* **Data shown**
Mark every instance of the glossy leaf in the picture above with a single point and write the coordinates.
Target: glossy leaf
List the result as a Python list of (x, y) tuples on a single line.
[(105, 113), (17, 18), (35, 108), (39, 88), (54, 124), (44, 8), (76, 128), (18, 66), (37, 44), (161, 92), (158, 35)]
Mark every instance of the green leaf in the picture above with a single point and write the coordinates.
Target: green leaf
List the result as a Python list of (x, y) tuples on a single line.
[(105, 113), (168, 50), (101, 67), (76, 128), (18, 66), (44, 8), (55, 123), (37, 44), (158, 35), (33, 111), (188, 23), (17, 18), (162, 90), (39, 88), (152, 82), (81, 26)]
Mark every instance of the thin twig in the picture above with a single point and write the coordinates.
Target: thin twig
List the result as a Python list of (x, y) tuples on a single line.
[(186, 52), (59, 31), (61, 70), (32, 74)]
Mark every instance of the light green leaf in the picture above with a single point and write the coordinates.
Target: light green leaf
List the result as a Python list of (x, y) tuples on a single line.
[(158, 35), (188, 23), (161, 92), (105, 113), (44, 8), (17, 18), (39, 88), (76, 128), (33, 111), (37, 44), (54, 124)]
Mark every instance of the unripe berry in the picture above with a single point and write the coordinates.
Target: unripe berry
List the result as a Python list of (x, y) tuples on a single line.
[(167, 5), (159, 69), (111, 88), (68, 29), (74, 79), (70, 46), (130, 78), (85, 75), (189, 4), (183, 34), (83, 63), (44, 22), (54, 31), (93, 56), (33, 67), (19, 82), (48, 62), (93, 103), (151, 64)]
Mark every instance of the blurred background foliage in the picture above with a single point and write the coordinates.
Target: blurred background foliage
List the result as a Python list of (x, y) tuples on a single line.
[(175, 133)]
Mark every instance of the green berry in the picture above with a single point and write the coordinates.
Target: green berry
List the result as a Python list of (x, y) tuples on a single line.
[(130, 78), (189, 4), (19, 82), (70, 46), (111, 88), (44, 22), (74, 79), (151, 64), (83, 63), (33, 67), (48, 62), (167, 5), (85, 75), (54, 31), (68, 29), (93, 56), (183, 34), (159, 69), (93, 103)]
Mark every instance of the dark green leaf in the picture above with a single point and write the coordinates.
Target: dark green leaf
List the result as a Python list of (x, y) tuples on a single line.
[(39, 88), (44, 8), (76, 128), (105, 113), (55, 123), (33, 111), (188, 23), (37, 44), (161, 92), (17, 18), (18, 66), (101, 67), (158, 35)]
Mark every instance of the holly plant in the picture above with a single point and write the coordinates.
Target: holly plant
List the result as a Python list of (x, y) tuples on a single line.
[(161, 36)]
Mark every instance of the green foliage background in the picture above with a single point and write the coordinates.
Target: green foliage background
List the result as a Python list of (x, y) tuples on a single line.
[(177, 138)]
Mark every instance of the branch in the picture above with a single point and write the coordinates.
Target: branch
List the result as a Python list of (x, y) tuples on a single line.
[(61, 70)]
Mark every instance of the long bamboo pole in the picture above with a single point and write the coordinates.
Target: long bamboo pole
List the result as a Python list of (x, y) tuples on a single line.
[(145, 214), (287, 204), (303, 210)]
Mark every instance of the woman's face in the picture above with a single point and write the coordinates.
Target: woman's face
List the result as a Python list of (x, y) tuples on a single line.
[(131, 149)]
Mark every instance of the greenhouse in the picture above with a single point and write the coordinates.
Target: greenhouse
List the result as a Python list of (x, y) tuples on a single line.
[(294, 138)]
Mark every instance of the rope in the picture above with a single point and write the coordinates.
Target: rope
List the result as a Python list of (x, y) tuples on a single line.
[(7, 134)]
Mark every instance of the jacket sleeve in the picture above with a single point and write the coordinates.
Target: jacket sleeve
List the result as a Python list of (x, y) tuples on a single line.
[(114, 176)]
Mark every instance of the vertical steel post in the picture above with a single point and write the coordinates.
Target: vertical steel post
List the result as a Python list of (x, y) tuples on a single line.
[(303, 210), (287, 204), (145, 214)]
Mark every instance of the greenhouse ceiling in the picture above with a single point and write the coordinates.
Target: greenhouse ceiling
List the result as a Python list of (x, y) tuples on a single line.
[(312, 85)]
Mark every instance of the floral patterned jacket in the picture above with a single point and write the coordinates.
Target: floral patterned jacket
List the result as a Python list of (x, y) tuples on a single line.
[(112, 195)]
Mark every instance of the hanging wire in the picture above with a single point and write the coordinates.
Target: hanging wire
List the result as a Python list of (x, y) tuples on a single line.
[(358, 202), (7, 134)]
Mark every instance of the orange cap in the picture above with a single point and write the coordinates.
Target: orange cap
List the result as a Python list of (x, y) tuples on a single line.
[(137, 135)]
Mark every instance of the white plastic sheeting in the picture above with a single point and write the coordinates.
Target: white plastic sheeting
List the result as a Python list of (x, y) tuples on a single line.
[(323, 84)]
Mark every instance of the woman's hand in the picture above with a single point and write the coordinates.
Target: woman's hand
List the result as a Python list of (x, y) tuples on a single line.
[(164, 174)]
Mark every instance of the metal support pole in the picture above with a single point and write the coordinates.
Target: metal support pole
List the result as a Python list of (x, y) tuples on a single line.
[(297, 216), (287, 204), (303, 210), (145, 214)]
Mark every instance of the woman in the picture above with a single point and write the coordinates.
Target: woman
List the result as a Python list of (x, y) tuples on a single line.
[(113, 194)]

* **Stated goal**
Can you give all the items above as a two-column CSV with the headers item_text and answer, one row per item, where each item's text and its answer sit in a single quoted field with every line break turned into a space?

* **Task result**
item_text,answer
"Mark every instance of the glossy leaf in the picture above with a single point and write the coordinates. Target: glossy leaf List the result as a Python list of (x, y) tuples on a single line.","[(105, 113), (17, 18), (35, 108), (39, 88), (54, 124), (44, 8), (76, 128), (18, 66), (37, 44), (161, 92), (158, 35)]"
"Mark every instance of the green leaf in the picture above with a single point and write the coordinates. Target: green leaf List the result as a Python list of (x, y) tuples on a single line.","[(105, 113), (168, 50), (101, 67), (76, 128), (18, 66), (44, 8), (55, 123), (37, 44), (158, 35), (33, 111), (188, 23), (17, 18), (162, 90), (39, 88), (152, 82), (81, 26)]"
"Mark every instance of the thin twig in the picture above with a single point and write the coordinates. Target: thin twig List the result as a Python list of (x, y) tuples on a single line.","[(186, 52), (59, 31), (61, 70), (32, 74)]"
"Mark every instance of the light green leaf in the picture above with a single point and write the coordinates. Target: light green leaf List the result as a Python list of (x, y) tuples on a single line.","[(158, 35), (188, 23), (161, 92), (105, 113), (44, 8), (17, 18), (39, 88), (76, 128), (33, 111), (37, 44), (54, 124)]"
"Mark every instance of the unripe berry in the picture above with a single point and write the coordinates. Target: unripe berry List the result as a Python list of (x, y) tuples on a single line.","[(167, 5), (159, 69), (111, 88), (68, 29), (74, 79), (70, 46), (130, 78), (85, 75), (189, 4), (183, 34), (83, 63), (44, 22), (54, 31), (93, 56), (33, 67), (19, 82), (48, 62), (93, 103), (151, 64)]"
"Mark every instance of the blurred background foliage in the picture above with a single point and write the coordinates. Target: blurred background foliage List the result as a Python list of (x, y) tuples on a single line.","[(175, 133)]"
"Mark every instance of the green berry in the picture above with a single point and write the coordinates. Target: green berry List the result as a Python list of (x, y) tuples on a single line.","[(130, 78), (189, 4), (19, 82), (70, 46), (111, 88), (44, 22), (74, 79), (151, 64), (83, 63), (33, 67), (48, 62), (167, 5), (85, 75), (54, 31), (68, 29), (93, 56), (183, 34), (159, 69), (93, 103)]"
"Mark every instance of the dark green leaf in the picture above with a single point and write the coordinates. Target: dark green leaf List the result as a Python list of (x, y) tuples on a single line.","[(39, 88), (44, 8), (76, 128), (105, 113), (55, 123), (33, 111), (188, 23), (37, 44), (161, 92), (17, 18), (18, 66), (101, 67), (158, 35)]"
"Mark every instance of the holly plant in the picture above with a single point and write the coordinates. Target: holly plant List the result as a Python list of (x, y) tuples on a single line.","[(161, 36)]"
"Mark every instance of the green foliage background in the picture above with a single point and write the coordinates. Target: green foliage background List the result as a Python list of (x, y) tuples on a single line.","[(177, 138)]"
"Mark every instance of the branch in the picture above with a single point and write the coordinates. Target: branch List the result as a Python list of (x, y) tuples on a single line.","[(61, 70)]"
"Mark every instance of the long bamboo pole in the picture above with a single point and write the coordinates. Target: long bamboo pole List the result as a Python list of (x, y) tuples on a single line.","[(145, 214), (287, 204), (303, 210)]"
"Mark every instance of the woman's face in the picture above with a single point and write the coordinates. Target: woman's face List the result as a Python list of (x, y) tuples on a single line.","[(131, 149)]"
"Mark every instance of the greenhouse in the picture above with a single point and write the coordinates. Target: greenhouse List the result as a Python list of (x, y) tuples on a single line.","[(294, 138)]"
"Mark every instance of the rope in the picture above with a single point and write the coordinates. Target: rope List the result as a Python list of (x, y) tuples on a single line.","[(7, 134)]"
"Mark every instance of the jacket sleeve in the picture above with a single point and write the coordinates. Target: jacket sleeve List the result as a Python list of (x, y) tuples on a single line.","[(114, 176)]"
"Mark every instance of the vertical steel post in the picture above with a single point and write the coordinates. Target: vertical steel post List the result as a Python list of (x, y) tuples on a single line.","[(303, 210), (287, 204), (145, 214)]"
"Mark every instance of the greenhouse ceiling in the picture above with a single point and write the coordinates. Target: greenhouse ceiling List the result as a Python list of (x, y) tuples on a single line.","[(312, 85)]"
"Mark every instance of the floral patterned jacket in the picture above with a single point and write the coordinates. Target: floral patterned jacket List the result as a Python list of (x, y) tuples on a single line.","[(112, 195)]"
"Mark every instance of the hanging wire in the picture above with a single point and write the coordinates. Target: hanging wire List the result as a Python list of (x, y) tuples on a single line.","[(358, 202), (7, 134)]"
"Mark every instance of the orange cap in the picture above with a single point and write the coordinates. Target: orange cap List the result as a Python list of (x, y) tuples on a single line.","[(137, 135)]"
"Mark every instance of the white plastic sheeting in the picture above with a single point and write the coordinates. Target: white plastic sheeting List the result as a Python list of (x, y) tuples on a single line.","[(323, 84)]"
"Mark every instance of the woman's hand in the picture above with a single point and write the coordinates. Target: woman's hand List the result as a Python list of (x, y) tuples on a single line.","[(164, 174)]"
"Mark every instance of the metal support pole in the picture above with a single point and write the coordinates. Target: metal support pole List the result as a Python list of (x, y) tuples on a single line.","[(297, 216), (287, 204), (303, 210), (145, 214)]"
"Mark every instance of the woman in the picture above with a single point and write the coordinates. Target: woman List the result as a Python list of (x, y) tuples on a single line.","[(113, 194)]"